Passage shown:
╔══
Sylvester McCoy played the Doctor from 1987 to 1989 (and a bit in 1996) on television, since 1999 on audio with Big Finish, and in all sorts of other places as well. With all the available episodes of classic Doctor Who coming to BBC/ITV streaming platform Britbox on Boxing Day, we spoke to Sylvester about the show’s constant rebirths, as well as his impressive genre career.
SciFiNow: Britbox is bringing all the available episodes of classic Doctor Who together in one place for the first time. How do you feel about Doctor Who’s ability to endure through the years and through these different media?
Sylvester McCoy: Well, it does! It will! I’m so optimistic about all of that, really. Because when the 21st century Doctors came back, a new generation discovered it and then wanted more, and they independently went searching everywhere, high and low and all sorts of media and, you know, second-hand shops, to go back and find the other Doctors. This makes it much easier for the more casual viewer. It’s very exciting, I’m really excited. And it’s great that, you know, the BBC is getting this universal reach. Because there are many programmes I’d love to go back and hunt for, from my past.
Is there anything in particular?
Yes, there would be one. I did an opera, the Welsh National Opera’s A Midsummer Night’s Dream, and they recorded it for BBC Two and it went out in stereo on radio (we didn’t have a television in those days). I‘d love to go back and have a look at that.
Is there one particular story of yours from Doctor Who that you hope will be rediscovered or re-evaluated when it’s seen on Britbox?
I think the opening one, ‘Time and the Rani‘. That kind of upset a lot of people, really. I mean, it was a bit of a mish-mash because originally the story had been written for Colin Baker, and then they just rehashed it ever so quickly and they stuck me in it. So it was, in a way, a bit like wearing a costume – which I did actually do, wear Colin’s costume – so it didn’t fit well. But I quite like. It had great people in it, wonderful actors and there was some fun to be had, I thought. But also, you know, it shows my Doctor, my innocence about what Doctor Who was about. It was only doing that I suddenly learned that I’d been handed one of the great TV roles, and that I’d better mine it as much as possible and enjoy this privilege.
╚══
Information shown:
╔══
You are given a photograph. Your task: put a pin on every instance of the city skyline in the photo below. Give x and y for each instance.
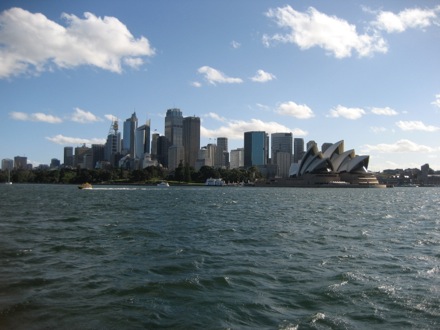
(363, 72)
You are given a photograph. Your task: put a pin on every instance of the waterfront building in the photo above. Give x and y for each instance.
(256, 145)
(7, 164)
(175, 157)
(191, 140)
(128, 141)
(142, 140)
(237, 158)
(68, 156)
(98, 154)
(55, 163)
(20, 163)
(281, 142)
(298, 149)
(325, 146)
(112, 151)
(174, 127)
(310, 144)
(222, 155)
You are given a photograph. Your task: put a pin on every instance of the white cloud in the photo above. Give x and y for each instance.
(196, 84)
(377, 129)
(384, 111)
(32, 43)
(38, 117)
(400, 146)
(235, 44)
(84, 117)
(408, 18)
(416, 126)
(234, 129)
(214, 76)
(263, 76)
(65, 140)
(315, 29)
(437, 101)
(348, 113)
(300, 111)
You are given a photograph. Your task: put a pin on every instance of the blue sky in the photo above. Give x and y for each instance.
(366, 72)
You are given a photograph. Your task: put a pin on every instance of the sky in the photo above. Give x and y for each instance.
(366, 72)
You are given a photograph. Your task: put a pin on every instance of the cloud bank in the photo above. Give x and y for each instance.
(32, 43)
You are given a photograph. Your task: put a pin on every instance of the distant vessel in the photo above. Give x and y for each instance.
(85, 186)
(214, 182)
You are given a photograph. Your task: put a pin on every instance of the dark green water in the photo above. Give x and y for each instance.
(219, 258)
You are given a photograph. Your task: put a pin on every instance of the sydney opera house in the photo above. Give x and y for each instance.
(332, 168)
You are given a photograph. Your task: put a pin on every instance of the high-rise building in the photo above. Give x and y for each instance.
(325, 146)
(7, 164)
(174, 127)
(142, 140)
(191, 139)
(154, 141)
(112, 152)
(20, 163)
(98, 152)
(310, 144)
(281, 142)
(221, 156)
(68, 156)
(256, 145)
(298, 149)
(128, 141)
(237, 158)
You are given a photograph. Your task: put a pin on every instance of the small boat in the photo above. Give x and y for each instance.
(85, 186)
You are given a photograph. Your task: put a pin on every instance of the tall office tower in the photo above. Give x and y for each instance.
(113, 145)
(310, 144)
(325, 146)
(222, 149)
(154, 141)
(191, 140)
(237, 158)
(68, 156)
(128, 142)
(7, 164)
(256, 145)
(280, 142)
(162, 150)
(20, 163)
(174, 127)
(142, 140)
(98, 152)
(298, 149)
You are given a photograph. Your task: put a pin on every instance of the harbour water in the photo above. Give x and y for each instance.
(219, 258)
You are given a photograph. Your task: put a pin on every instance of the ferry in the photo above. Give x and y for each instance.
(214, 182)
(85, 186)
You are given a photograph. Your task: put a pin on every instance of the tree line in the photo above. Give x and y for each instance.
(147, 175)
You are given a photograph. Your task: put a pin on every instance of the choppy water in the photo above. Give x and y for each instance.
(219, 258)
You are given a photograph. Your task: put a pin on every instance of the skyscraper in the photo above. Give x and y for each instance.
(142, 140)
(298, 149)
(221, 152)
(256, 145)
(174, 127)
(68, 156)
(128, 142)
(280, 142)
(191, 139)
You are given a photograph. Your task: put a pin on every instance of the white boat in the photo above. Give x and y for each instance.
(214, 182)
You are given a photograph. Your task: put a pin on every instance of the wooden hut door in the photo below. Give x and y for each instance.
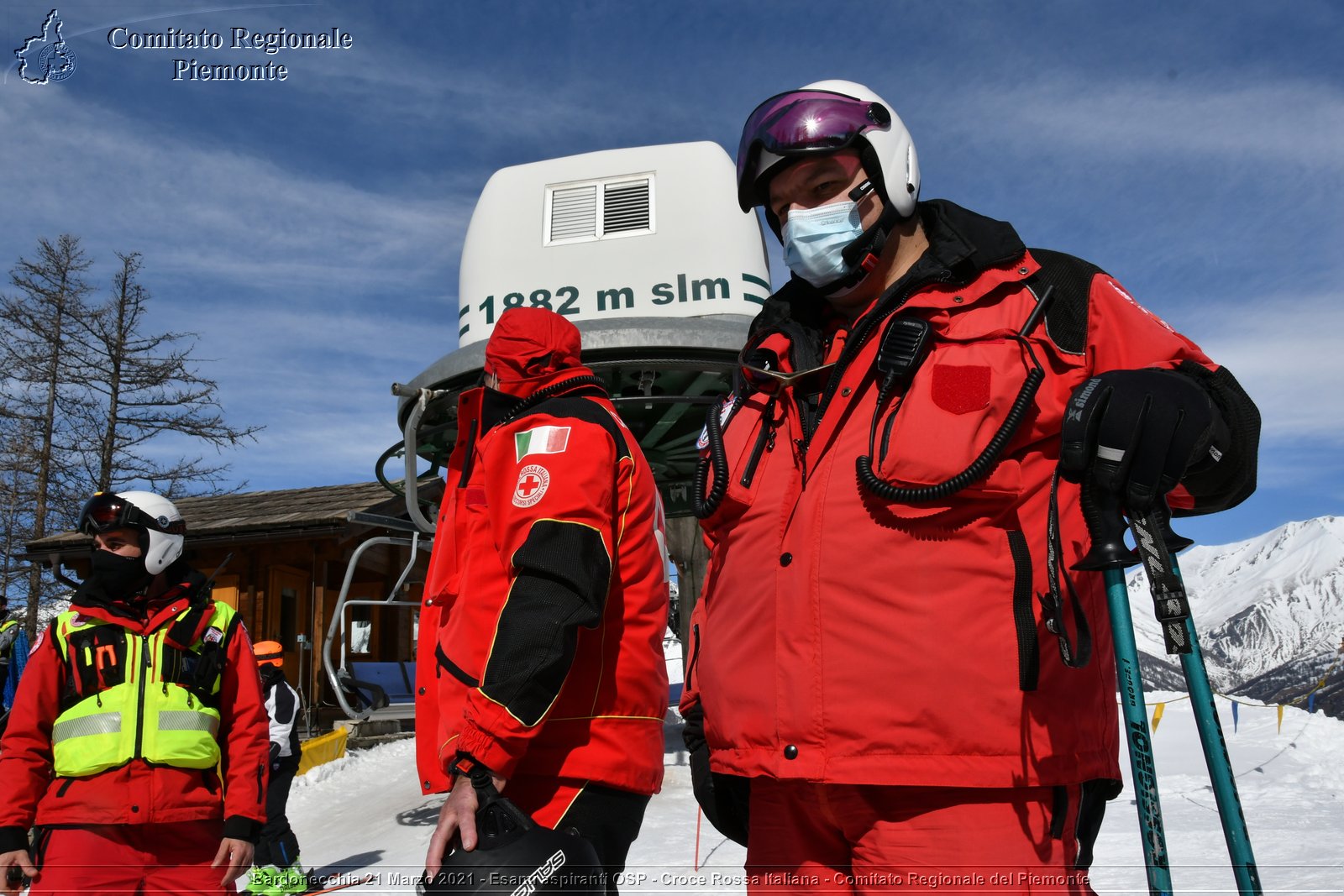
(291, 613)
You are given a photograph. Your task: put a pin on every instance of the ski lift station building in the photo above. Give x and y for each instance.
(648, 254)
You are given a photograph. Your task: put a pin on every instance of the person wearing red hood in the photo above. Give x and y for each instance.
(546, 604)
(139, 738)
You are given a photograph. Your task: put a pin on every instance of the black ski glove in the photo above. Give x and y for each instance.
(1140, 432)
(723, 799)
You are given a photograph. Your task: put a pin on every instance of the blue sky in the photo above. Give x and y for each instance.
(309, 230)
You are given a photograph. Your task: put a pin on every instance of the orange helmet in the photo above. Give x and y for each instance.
╚══
╔══
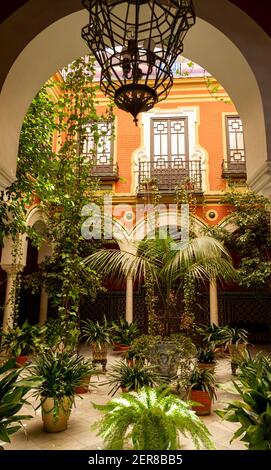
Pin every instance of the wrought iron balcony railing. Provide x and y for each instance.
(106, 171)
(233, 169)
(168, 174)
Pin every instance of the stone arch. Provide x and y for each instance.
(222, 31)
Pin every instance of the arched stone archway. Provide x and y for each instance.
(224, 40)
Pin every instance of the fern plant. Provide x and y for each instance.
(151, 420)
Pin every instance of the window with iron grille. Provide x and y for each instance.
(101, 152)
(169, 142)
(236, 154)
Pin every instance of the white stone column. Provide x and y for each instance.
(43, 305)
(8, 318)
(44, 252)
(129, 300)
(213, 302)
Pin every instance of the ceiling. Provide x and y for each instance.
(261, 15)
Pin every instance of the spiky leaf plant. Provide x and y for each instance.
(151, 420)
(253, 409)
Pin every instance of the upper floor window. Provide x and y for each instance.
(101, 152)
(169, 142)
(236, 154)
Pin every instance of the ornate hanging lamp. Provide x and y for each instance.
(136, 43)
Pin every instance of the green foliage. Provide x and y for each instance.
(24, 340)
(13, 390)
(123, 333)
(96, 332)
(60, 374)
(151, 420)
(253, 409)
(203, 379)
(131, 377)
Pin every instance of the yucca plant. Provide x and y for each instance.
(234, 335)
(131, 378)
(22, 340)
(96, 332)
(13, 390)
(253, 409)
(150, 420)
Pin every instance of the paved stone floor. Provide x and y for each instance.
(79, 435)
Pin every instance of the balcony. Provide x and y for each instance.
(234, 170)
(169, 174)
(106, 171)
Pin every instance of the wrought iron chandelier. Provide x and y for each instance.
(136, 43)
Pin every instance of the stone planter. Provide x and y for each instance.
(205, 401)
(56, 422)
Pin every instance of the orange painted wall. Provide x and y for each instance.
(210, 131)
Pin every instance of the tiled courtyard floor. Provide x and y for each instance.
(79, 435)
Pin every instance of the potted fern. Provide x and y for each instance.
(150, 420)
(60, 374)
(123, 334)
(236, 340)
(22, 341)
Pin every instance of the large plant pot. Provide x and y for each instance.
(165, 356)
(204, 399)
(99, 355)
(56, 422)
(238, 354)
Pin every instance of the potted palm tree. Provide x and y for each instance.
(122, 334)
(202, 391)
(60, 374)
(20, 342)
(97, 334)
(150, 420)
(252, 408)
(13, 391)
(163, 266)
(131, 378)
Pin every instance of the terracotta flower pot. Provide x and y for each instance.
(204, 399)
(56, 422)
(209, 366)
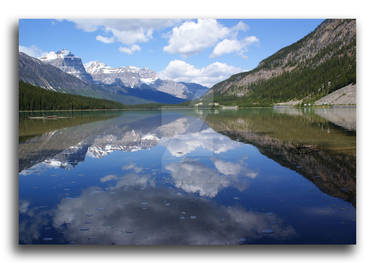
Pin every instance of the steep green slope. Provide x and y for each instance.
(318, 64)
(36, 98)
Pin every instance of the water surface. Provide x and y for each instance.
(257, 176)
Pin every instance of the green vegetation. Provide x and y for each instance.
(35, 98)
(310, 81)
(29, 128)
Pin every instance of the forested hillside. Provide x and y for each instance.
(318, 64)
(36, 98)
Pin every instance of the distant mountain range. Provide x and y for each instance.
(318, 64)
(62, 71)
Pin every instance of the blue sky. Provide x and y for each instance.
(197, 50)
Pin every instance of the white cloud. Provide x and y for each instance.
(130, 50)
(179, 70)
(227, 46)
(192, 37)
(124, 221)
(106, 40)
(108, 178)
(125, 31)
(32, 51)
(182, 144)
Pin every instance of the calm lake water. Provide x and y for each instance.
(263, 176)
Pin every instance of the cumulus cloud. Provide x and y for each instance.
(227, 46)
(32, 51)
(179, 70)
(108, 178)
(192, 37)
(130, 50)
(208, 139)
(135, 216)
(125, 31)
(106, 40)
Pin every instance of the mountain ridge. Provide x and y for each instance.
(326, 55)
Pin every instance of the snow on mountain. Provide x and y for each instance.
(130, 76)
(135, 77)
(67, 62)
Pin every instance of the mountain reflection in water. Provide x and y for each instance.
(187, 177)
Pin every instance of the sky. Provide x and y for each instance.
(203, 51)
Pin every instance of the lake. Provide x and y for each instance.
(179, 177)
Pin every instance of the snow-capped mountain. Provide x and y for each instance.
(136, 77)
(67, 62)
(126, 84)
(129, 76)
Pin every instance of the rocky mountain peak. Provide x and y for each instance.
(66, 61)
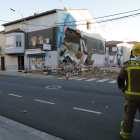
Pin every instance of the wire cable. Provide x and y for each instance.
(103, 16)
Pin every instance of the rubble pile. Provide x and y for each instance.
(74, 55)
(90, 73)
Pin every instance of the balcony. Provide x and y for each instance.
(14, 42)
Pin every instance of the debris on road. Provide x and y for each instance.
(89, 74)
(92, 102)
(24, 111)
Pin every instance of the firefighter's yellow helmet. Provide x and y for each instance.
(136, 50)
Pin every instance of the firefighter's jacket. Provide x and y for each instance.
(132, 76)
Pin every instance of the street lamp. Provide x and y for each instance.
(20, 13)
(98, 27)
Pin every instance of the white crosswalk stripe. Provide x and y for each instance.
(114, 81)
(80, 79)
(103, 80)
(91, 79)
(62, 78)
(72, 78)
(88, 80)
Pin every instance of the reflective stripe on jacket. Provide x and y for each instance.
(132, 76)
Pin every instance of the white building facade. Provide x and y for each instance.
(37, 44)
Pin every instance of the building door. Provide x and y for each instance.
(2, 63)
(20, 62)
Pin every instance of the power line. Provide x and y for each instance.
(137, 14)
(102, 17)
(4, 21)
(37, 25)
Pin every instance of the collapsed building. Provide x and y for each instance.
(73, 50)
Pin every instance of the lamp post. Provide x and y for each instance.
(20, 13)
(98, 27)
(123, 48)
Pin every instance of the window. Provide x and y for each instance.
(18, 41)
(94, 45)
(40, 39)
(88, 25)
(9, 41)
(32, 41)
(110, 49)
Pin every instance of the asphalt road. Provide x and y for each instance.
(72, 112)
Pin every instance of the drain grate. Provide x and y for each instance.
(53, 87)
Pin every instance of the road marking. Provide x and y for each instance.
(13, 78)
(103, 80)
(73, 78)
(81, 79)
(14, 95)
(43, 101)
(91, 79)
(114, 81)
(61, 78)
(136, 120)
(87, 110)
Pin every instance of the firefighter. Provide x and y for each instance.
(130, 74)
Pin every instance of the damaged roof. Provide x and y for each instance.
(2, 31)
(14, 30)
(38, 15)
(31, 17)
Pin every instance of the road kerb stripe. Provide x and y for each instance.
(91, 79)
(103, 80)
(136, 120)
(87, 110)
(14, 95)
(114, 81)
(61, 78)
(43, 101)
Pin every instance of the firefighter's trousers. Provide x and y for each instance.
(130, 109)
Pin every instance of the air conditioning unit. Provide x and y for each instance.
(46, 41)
╚══
Written tasks:
A – Return the full Sylvester McCoy interview word for word.
B – How many lines of the records contain the string "distant"? Case counts; reply with the number only.

Answers to the exercise:
A –
Sylvester McCoy played the Doctor from 1987 to 1989 (and a bit in 1996) on television, since 1999 on audio with Big Finish, and in all sorts of other places as well. With all the available episodes of classic Doctor Who coming to BBC/ITV streaming platform Britbox on Boxing Day, we spoke to Sylvester about the show’s constant rebirths, as well as his impressive genre career.
SciFiNow: Britbox is bringing all the available episodes of classic Doctor Who together in one place for the first time. How do you feel about Doctor Who’s ability to endure through the years and through these different media?
Sylvester McCoy: Well, it does! It will! I’m so optimistic about all of that, really. Because when the 21st century Doctors came back, a new generation discovered it and then wanted more, and they independently went searching everywhere, high and low and all sorts of media and, you know, second-hand shops, to go back and find the other Doctors. This makes it much easier for the more casual viewer. It’s very exciting, I’m really excited. And it’s great that, you know, the BBC is getting this universal reach. Because there are many programmes I’d love to go back and hunt for, from my past.
Is there anything in particular?
Yes, there would be one. I did an opera, the Welsh National Opera’s A Midsummer Night’s Dream, and they recorded it for BBC Two and it went out in stereo on radio (we didn’t have a television in those days). I‘d love to go back and have a look at that.
Is there one particular story of yours from Doctor Who that you hope will be rediscovered or re-evaluated when it’s seen on Britbox?
I think the opening one, ‘Time and the Rani‘. That kind of upset a lot of people, really. I mean, it was a bit of a mish-mash because originally the story had been written for Colin Baker, and then they just rehashed it ever so quickly and they stuck me in it. So it was, in a way, a bit like wearing a costume – which I did actually do, wear Colin’s costume – so it didn’t fit well. But I quite like. It had great people in it, wonderful actors and there was some fun to be had, I thought. But also, you know, it shows my Doctor, my innocence about what Doctor Who was about. It was only doing that I suddenly learned that I’d been handed one of the great TV roles, and that I’d better mine it as much as possible and enjoy this privilege.

B – 2